### Region pointing data
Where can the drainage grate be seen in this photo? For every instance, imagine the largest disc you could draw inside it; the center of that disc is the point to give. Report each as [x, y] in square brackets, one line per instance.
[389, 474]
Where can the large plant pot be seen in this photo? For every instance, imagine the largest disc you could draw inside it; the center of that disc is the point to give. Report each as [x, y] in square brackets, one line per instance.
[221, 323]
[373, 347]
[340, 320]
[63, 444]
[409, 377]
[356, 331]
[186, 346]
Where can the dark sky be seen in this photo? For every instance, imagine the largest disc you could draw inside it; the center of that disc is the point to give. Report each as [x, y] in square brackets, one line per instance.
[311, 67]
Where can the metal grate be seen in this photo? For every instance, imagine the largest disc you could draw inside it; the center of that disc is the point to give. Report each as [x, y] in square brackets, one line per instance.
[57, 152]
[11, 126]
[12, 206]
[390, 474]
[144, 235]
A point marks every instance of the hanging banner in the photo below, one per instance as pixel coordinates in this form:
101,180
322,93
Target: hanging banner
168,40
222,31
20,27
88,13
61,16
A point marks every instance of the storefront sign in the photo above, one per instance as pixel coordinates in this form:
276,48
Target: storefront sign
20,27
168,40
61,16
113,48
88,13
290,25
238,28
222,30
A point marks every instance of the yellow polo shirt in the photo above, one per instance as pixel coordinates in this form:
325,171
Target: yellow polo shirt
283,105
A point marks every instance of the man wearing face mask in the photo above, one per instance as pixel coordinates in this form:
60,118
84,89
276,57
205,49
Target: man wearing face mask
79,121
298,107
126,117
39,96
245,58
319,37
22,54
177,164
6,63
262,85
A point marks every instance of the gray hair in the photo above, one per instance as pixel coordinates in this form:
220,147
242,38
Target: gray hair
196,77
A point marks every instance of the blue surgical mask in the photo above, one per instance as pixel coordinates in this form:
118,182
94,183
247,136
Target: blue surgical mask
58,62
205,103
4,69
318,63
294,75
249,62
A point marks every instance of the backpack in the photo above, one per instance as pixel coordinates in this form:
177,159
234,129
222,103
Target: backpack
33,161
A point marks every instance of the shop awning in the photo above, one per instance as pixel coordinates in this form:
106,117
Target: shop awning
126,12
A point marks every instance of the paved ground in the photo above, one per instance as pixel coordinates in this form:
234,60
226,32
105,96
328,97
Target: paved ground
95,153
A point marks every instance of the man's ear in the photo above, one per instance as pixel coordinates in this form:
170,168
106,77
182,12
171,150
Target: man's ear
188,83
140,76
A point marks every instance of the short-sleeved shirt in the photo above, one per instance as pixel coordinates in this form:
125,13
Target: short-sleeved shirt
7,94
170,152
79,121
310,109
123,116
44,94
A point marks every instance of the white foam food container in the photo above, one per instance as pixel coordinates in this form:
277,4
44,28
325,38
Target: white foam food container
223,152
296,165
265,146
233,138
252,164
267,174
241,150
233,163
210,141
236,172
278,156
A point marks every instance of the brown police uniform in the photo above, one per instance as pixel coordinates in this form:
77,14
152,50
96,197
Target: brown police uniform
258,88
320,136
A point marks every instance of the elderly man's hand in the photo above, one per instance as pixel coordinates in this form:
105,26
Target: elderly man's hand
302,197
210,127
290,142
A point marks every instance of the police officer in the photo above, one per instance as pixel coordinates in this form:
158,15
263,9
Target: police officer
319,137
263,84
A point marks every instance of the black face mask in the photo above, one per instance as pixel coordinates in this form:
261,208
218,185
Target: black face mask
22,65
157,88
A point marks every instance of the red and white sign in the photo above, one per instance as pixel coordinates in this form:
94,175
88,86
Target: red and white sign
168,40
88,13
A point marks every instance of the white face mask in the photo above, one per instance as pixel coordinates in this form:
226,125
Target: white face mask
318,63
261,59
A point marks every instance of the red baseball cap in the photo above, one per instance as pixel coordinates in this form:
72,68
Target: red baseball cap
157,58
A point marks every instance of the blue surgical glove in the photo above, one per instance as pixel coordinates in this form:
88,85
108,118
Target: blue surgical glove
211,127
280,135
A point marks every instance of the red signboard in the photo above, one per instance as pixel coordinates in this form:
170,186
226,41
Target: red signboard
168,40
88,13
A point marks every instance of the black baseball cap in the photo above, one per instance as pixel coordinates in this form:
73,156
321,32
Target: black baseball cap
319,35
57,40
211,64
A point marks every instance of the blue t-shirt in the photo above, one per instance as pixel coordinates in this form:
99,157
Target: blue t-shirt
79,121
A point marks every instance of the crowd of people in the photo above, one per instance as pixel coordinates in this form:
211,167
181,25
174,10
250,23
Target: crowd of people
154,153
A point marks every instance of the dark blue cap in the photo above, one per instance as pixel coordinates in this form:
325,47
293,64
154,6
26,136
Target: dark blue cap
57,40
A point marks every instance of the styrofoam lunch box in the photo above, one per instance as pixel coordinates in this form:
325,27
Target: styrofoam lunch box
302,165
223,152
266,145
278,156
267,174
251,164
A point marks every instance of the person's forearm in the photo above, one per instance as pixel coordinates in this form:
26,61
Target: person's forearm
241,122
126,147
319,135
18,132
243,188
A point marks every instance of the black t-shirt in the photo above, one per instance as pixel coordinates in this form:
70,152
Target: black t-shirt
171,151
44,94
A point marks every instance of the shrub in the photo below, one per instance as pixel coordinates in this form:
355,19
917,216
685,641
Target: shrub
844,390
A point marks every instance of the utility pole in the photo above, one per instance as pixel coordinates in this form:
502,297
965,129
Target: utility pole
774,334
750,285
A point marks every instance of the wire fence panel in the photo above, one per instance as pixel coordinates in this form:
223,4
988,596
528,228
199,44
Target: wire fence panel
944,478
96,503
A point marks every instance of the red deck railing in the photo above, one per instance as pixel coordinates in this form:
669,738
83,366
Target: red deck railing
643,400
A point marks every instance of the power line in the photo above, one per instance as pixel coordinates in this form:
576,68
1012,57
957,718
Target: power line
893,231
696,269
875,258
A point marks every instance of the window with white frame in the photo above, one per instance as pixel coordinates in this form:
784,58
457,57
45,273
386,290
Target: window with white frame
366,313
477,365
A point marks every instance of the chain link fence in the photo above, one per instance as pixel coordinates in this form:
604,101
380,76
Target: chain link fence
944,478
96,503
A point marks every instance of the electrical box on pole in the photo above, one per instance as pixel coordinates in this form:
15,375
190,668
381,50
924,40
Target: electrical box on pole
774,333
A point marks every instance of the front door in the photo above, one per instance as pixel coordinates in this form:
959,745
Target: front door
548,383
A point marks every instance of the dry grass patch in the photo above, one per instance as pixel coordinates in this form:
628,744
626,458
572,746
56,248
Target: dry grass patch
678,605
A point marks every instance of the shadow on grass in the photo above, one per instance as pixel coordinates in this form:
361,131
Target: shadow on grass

### Directions for this task
Exactly as they stand above, retype all of the records.

### Response
Where can the drainage grate be seen in this photo? For every instance, imagine the largest disc you could draw inside it; the center of that disc is the point to give. Report each as [x, y] in square brackets, one line per instance.
[389, 474]
Where can the large plant pot be seen in this photo? For every instance, imagine the largest disc you could draw inside it; the center of that disc is the point to give. Report each as [x, y] in square brackets, one line per instance.
[221, 323]
[373, 347]
[340, 320]
[63, 444]
[409, 377]
[356, 331]
[186, 346]
Where can the dark sky be seen in this photo? For every instance, imagine the largest disc you could draw inside it; the center of that disc is the point to give. Report each as [x, y] in square brackets, one line per instance.
[311, 67]
Where can the metal grate be seen in this photo? For every instance, imagine the largest disc you could draw inside it; the center of that disc is the point to give. Report each as [x, y] in square brackets, one line per instance.
[57, 152]
[11, 126]
[12, 206]
[390, 474]
[144, 235]
A point marks every instance of the hanging banner in the photo below, one per instance as pixel coordinates in this form:
101,180
322,93
Target: hanging banner
168,40
222,31
20,27
88,13
61,16
A point marks every instance of the storefront sign in the photo above, one per instance as pixel coordinates in this form:
276,48
Target: storefront sign
20,27
168,40
61,16
113,48
88,13
290,25
238,28
222,30
A point marks every instance of the yellow polo shirt in the photo above, one per instance as pixel coordinates in this form:
325,171
Target: yellow polo shirt
283,105
A point marks every instance of the man wearing face mask in the photo above, one per instance as pixel coordinates in this form:
60,118
84,89
276,57
205,49
Target: man wearing face mask
79,121
298,107
126,117
39,96
245,58
319,37
22,54
177,164
6,63
262,85
A point marks every instance of the gray hair in the photo above, one per instance as pixel coordinates in this form:
220,147
242,38
Target: gray hair
196,77
A point marks every instance of the blue surgical mask in the photo above, one per instance as pixel coordinates in this form:
118,182
94,183
247,136
Target: blue surgical mask
58,62
205,103
4,69
318,63
294,75
249,62
A point marks every instance of the backpack in the photo above, one per instance as pixel coordinates in this form:
177,159
234,129
222,103
Target: backpack
33,161
A point marks every instance of the shop awning in the photo above, one per instance as pixel coordinates in this form:
106,117
Target: shop awning
126,12
A point marks every instance of the paved ground in the photo above, one per instance as pixel coordinates in this form:
234,60
226,32
105,96
328,97
Target: paved ground
95,153
A point marks every instance of the man's ear in the photo above, one per instance as pixel coordinates in this form:
170,168
106,77
182,12
171,150
Target: man's ear
188,83
140,76
A point marks every instance of the short-sleeved shirt in the photo above, one per instance as pixel coordinates in this form:
125,13
Target: short-sleeved shirt
7,94
170,152
79,121
310,109
123,116
44,94
A point marks every instance of the white foam food container in the photo above, one per instance as pixel coordinates in this form:
277,4
44,28
325,38
Target: white foam food container
223,152
296,165
265,146
233,138
252,164
267,174
241,150
233,163
210,141
236,172
278,156
A point marks every instance of the brown police uniform in the photo above, one per instance as pixel coordinates in this form:
77,14
152,50
96,197
Target: brown police uniform
258,88
320,136
A point marks every instance of the elderly man's hand in the photo above, one per instance as pixel coordinates in this form:
105,26
Target: elderly man's hand
302,197
210,127
290,142
A point marks every instance of the police officer in the photo above, one per instance as pixel coordinates in this form:
158,15
263,9
Target: police officer
319,137
263,84
A point marks every instance of the black face mask in the photo above, one per instance as pixel coordinates in this form:
261,208
218,185
Target: black face mask
22,65
157,88
A point marks every instance of the red and white sign in the photo above, one per instance as pixel coordinates in this form:
94,175
88,86
Target: red and white sign
168,40
88,13
A point marks every instance of the white face mask in the photo above, one per instance as pixel coordinates in this form:
226,125
Target: white face mask
318,63
261,59
A point marks every instance of the red baseball cap in the photo above, one per instance as pixel coordinates in this form:
72,68
Target: red baseball cap
157,58
A point marks every instance of the blue surgical glove in the photo above, one per instance as pixel coordinates in this form:
88,85
108,118
Target: blue surgical glove
211,127
280,135
A point marks every instance of the red signboard in the photo above, one per instance as pixel coordinates in this form:
170,186
226,41
Target: red signboard
168,40
88,13
A point marks every instance of the black baseball cap in the photo above, one per instance as pixel coordinates in this form:
73,156
321,32
Target: black baseball cap
319,35
57,40
211,64
A point marks every instance of the blue t-shirt in the photo above, one per instance as pixel coordinates in this form:
99,157
Target: blue t-shirt
79,121
A point marks every instance of the crowd of people in the photo above, one per instance as pixel coordinates in this form:
211,167
181,25
174,10
250,23
Target: crowd of people
154,153
A point marks every instance of the dark blue cap in the photo above, one per instance as pixel coordinates in this form:
325,47
293,64
154,6
26,136
Target: dark blue cap
57,40
A point marks every instance of the styrofoam lunch box in the photo above, one per instance as pixel coordinates in this form:
325,27
Target: styrofoam lunch box
302,165
223,152
266,145
278,156
267,174
251,164
A point marks every instance of the person's forearm in the photo above, one per instance as pixel coordinates in this form:
26,61
Target: person's forearm
241,122
126,147
319,135
18,132
243,188
A point marks every instance of the black t-shirt in the photo above, one per instance as pixel coordinates in this form:
70,152
Target: black t-shirt
171,151
44,94
A point marks every instance of the shrub in the photo below, one per instance as pixel coordinates in this form:
355,19
917,216
685,641
Target: shrub
844,390
A point marks every instance of the utility pole in the photo above, one per instance as pixel coordinates in this form:
502,297
965,129
Target: utility pole
774,334
750,285
A point marks every instance of the wire fence panel in the photo above, one per instance as pixel coordinates in this form:
223,4
988,596
528,228
199,44
Target: wire fence panel
944,478
96,503
A point marks every instance of the red deck railing in the photo above, one per instance as pixel coordinates in this form:
669,738
83,366
Target: red deck railing
643,400
A point marks every instance of the power line in the photo above, one per instance as pixel coordinates in this form:
576,68
1012,57
957,718
Target: power line
893,231
696,269
875,258
A point marks every instance of the window with white frame in the photo above, one per instance as pixel coordinates in this form:
784,58
457,57
45,273
386,290
Target: window with white frame
366,313
477,365
A point marks every instance of the chain link fence in the photo above, one per instance as pixel coordinates in this form:
604,101
380,76
Target: chain link fence
944,478
96,503
A point marks every instance of the electrical box on pole in the photo above, one per instance as pixel coordinates in this form:
15,375
190,668
381,50
924,40
Target: electrical box on pole
774,333
A point marks every instance of the front door in the photo above, one per instance as pixel coordinates in this form:
959,745
Target: front door
548,383
A point marks every instance of the dry grass patch in the photo above, one per instance as pixel coordinates in this form:
628,744
626,458
572,746
56,248
Target: dry grass patch
678,605
A point marks every instance of the shadow on grass in the photo above, one per instance as pixel coordinates in this form:
361,131
Target: shadow on grass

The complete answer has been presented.